Suku Sunda sebagai mayoritas, sebelum abad ke-16 dan masuk ke dalam Kerajaan Tarumanegara serta kemudian Pakuan Pajajaran. Selain orang Sunda, terdapat pula pedagang dan pelaut asing dari pesisir utara Jawa, dari berbagai pulau Indonesia Timur, dari Malaka di semenanjung Malaya, bahkan dari Tiongkok serta Gujarat di India.
Suku Betawi berasal dari perkawinan campur. Berawal dari perjanjian antara Surawisesa (raja Kerajaan Sunda) dengan bangsa Portugis pada tahun 1512 yang membolehkan Portugis untuk membangun suatu komunitas di Sunda Kelapa. Hal ini  mengakibatkan perkawinan campuran antara penduduk lokal dengan bangsa Portugis yang menurunkan darah campuran Portugis. Dari komunitas ini lahir Suku Betawi.
Sebelum Suku Betawi lahir, ada penduduk yang mendiami Jakarta terlebih dahulu. Di dalam ilmu sejarah pulau Jawa, khususnya wilayah DKI Jakarta menjadi daerah jajahan. Belanda menjajah Indonesia dan menguasai daerah Jakarta cukup lama, sekitar 350 tahun. Belanda juga mendirikan pusat perdagangan yang disebut VOC. Setelah VOC menjadikan Jakarta sebagai pusat kegiatan niaganya, Belanda memerlukan banyak tenaga kerja untuk membuka lahan pertanian dan membangun roda perekonomian kota ini. Ketika itu VOC banyak membeli budak dari penguasa Bali, karena saat itu di Bali masih berlangsung praktik perbudakan. Itulah penyebab masih tersisanya kosa kata dan tata bahasa Bali dalam bahasa Betawi kini.
 Kemajuan perdagangan di Jakarta menarik berbagai suku bangsa dari penjuru Nusantara hingga Tiongkok, Arab dan India untuk bekerja di kota ini. Pengaruh suku bangsa pendatang asing tampak jelas dalam busana pengantin Betawi yang banyak dipengaruhi unsur Arab dan Tiongkok. Berbagai nama tempat di Jakarta juga menyisakan petunjuk sejarah mengenai datangnya berbagai suku bangsa ke Jakarta. Seperti Kampung Melayu, Kampung Bali, Kampung Ambon, Kampung Jawa, Kampung Makassar dan Kampung Bugis. Rumah Bugis di bagian utara Jl. Mangga Dua di daerah kampung Bugis yang dimulai pada tahun 1690. Pada awal abad ke 20 ini masih terdapat beberapa rumah seperti ini di daerah Kota.

> [Soal Singkat 1]:
Jawab pertanyaan berikut berdasarkan teks tentang asal-usul Suku Betawi.
(a) Pada tahun berapa Surawisesa membuat perjanjian dengan bangsa Portugis?
(b) Dari penguasa mana VOC banyak membeli budak?
(c) Unsur apa saja yang banyak memengaruhi busana pengantin Betawi?
> [Soal Singkat 2]:
Kutip persis bagian teks tentang asal-usul Suku Betawi yang dimulai dari "Suku Sunda sebagai" dan berakhir pada "Gujarat di India.".

> [Entri Data]:
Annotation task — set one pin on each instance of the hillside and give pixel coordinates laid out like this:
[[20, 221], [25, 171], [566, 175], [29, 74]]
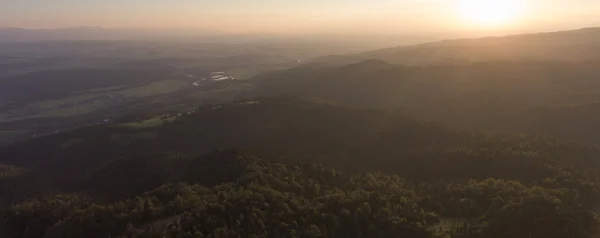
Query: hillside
[[551, 98], [309, 169], [570, 46]]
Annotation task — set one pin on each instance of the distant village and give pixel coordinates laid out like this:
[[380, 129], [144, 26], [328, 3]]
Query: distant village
[[213, 77]]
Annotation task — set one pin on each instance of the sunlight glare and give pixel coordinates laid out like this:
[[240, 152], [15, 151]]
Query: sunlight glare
[[488, 12]]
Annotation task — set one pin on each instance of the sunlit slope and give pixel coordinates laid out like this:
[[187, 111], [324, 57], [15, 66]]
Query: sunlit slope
[[575, 45]]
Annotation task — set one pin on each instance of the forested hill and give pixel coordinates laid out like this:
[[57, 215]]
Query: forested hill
[[567, 46], [309, 170], [551, 98]]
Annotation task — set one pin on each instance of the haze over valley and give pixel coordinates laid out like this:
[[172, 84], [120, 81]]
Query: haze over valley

> [Jawaban 1]:
(a) 1512
(b) Penguasa Bali
(c) Unsur Arab dan Tiongkok

> [Jawaban 2]:
Suku Sunda sebagai mayoritas, sebelum abad ke-16 dan masuk ke dalam Kerajaan Tarumanegara serta kemudian Pakuan Pajajaran. Selain orang Sunda, terdapat pula pedagang dan pelaut asing dari pesisir utara Jawa, dari berbagai pulau Indonesia Timur, dari Malaka di semenanjung Malaya, bahkan dari Tiongkok serta Gujarat di India.